**Do this**
Please copy every line of the material below, requests included, and multiply each coordinate in the answers by 1.05. Round the results to whole numbers, with halves rounded up.

* Start Data shown *

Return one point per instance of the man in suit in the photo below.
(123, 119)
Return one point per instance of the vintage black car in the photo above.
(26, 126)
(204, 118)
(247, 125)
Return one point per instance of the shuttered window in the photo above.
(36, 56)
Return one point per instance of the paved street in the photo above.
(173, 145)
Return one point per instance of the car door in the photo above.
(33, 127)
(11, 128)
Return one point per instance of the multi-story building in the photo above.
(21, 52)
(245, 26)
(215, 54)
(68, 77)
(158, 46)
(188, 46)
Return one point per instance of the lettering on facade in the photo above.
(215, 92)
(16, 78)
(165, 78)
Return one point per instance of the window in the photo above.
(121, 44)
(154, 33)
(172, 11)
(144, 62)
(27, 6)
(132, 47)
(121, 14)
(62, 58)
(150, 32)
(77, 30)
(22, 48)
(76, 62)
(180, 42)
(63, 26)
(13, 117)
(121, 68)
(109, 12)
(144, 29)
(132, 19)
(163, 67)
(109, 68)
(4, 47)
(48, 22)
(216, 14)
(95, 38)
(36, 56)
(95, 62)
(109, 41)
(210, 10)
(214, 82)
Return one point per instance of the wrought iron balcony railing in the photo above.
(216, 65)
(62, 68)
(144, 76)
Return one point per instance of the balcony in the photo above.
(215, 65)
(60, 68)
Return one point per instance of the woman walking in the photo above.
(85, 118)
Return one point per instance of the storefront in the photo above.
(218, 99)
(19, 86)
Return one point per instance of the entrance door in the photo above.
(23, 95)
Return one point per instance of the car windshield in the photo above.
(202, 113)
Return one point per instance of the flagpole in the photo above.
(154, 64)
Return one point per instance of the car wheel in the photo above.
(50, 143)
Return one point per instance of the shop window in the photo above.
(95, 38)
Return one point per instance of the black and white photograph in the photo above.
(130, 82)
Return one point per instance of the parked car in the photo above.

* End Data shown *

**Written solution**
Return one point per instance of the man in suit in the photo below.
(129, 125)
Return one point per instance of the vintage black car in the photo above.
(27, 132)
(214, 124)
(259, 131)
Return one point per instance of the shuttered window in the photo above.
(38, 59)
Return one point per instance of the paved street in the photo above.
(182, 152)
Return one point per instance of the car door in the photo above.
(35, 133)
(12, 134)
Return one point per instance of the multi-story building in the photo above.
(22, 55)
(257, 27)
(226, 57)
(71, 81)
(166, 48)
(197, 48)
Return one point per instance of the lettering on facade in the photo above.
(226, 97)
(17, 82)
(173, 82)
Return one point per instance of the window in the photo above.
(127, 46)
(162, 35)
(181, 12)
(151, 65)
(28, 6)
(139, 49)
(127, 15)
(65, 61)
(158, 34)
(81, 32)
(23, 50)
(80, 65)
(189, 44)
(66, 27)
(14, 123)
(127, 71)
(114, 13)
(151, 30)
(139, 20)
(171, 70)
(114, 71)
(4, 49)
(50, 23)
(227, 15)
(100, 40)
(38, 59)
(100, 65)
(114, 43)
(221, 11)
(225, 86)
Return one point per instance of the wrought iron balcony railing in the photo above.
(227, 68)
(65, 71)
(151, 80)
Return one point per instance of the balcony in the photo above.
(226, 68)
(63, 71)
Return one point per instance of the woman walking in the photo above.
(89, 124)
Return one point per instance of the storefront in the photo above.
(229, 104)
(20, 90)
Return one point per instance of the entrance door in the photo above.
(24, 100)
Return one point per instance of the car windshield in the photo above.
(212, 119)
Return one point per instance of the flagpole in the photo above.
(162, 67)
Return one point per instance of the car wheel in the photo above.
(53, 150)
Return one point per instance of the shop window in the photo above.
(100, 40)
Return one point per instance of the black and white photograph in the photo above.
(137, 86)
Return one point per instance of the parked car in the photo above.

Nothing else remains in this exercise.